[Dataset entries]
# # # #

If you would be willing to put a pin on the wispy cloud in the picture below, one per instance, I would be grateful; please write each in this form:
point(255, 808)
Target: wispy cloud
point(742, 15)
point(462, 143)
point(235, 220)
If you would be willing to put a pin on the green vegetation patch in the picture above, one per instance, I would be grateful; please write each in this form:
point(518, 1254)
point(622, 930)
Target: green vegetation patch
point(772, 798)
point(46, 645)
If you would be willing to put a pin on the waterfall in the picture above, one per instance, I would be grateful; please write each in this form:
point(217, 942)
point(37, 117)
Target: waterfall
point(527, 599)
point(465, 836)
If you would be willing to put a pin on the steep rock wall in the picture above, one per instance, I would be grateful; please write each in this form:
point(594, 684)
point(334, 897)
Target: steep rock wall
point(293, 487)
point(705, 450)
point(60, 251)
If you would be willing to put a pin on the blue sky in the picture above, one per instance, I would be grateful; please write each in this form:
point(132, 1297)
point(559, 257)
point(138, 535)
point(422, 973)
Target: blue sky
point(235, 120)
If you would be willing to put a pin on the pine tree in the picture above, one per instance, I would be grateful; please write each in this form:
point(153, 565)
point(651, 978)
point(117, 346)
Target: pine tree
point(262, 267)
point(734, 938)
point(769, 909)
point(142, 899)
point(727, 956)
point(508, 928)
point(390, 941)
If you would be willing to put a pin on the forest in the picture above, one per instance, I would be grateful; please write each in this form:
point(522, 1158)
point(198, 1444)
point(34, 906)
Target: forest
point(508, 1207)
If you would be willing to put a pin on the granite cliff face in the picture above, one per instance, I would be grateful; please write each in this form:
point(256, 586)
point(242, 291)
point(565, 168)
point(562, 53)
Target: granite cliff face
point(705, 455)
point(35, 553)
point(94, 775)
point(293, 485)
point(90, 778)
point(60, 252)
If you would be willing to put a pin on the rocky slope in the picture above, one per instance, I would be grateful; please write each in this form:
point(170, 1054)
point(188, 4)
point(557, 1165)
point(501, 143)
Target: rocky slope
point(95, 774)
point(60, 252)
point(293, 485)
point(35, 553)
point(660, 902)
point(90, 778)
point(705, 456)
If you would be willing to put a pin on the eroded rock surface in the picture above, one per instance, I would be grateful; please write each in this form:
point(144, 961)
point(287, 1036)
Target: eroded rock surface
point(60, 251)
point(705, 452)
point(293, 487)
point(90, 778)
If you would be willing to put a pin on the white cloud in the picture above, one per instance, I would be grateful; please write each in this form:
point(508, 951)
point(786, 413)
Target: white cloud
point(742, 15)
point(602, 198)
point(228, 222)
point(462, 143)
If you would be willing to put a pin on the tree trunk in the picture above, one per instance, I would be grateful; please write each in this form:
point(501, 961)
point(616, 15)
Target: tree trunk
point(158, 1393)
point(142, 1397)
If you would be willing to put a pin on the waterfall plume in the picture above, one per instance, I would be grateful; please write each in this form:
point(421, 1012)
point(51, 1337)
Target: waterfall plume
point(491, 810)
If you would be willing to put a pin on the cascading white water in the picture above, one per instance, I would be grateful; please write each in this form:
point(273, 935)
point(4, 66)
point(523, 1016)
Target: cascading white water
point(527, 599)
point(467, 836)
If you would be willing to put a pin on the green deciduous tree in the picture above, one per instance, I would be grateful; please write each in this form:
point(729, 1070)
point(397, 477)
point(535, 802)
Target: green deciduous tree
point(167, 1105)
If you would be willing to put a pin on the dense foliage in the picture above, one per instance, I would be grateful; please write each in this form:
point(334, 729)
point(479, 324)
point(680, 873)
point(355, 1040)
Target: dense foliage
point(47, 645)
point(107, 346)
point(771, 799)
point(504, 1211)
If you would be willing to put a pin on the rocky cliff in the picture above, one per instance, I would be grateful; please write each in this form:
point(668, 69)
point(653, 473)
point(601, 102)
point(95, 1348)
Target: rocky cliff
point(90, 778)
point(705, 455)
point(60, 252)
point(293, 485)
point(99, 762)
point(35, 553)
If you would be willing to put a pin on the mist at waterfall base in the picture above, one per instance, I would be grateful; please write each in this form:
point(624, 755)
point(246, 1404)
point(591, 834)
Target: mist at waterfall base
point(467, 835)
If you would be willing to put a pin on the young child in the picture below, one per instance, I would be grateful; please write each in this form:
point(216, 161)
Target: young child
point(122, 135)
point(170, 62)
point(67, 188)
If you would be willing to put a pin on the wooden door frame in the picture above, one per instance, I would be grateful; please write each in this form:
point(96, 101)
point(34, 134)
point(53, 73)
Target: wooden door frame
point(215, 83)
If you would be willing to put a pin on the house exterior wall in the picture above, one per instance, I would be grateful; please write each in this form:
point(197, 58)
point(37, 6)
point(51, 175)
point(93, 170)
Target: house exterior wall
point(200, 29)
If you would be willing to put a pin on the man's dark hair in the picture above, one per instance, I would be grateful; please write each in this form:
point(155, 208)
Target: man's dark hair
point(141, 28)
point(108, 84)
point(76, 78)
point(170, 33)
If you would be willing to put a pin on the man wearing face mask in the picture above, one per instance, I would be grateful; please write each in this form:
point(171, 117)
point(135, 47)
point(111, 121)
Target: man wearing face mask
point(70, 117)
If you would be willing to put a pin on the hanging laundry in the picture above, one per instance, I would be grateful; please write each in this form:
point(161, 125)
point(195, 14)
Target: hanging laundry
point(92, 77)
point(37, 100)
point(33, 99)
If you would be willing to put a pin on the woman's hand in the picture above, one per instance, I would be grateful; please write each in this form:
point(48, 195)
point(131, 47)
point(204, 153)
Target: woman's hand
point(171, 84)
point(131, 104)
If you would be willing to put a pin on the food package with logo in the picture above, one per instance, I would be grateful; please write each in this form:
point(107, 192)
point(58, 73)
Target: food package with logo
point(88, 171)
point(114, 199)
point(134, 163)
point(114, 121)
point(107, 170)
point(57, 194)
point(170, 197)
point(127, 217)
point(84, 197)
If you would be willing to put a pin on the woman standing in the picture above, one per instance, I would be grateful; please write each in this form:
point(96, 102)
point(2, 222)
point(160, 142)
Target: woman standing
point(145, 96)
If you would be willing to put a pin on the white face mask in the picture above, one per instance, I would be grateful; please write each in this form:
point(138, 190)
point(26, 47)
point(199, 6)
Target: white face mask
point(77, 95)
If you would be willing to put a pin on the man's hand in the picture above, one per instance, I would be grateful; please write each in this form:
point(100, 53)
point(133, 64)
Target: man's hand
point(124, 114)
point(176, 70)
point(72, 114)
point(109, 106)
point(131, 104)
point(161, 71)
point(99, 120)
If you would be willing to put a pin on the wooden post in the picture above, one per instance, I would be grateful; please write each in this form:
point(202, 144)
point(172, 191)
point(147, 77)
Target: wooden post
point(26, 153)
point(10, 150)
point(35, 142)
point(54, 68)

# # # #

Nothing but a number belongs in the answer, namely how many lines above include "below".

2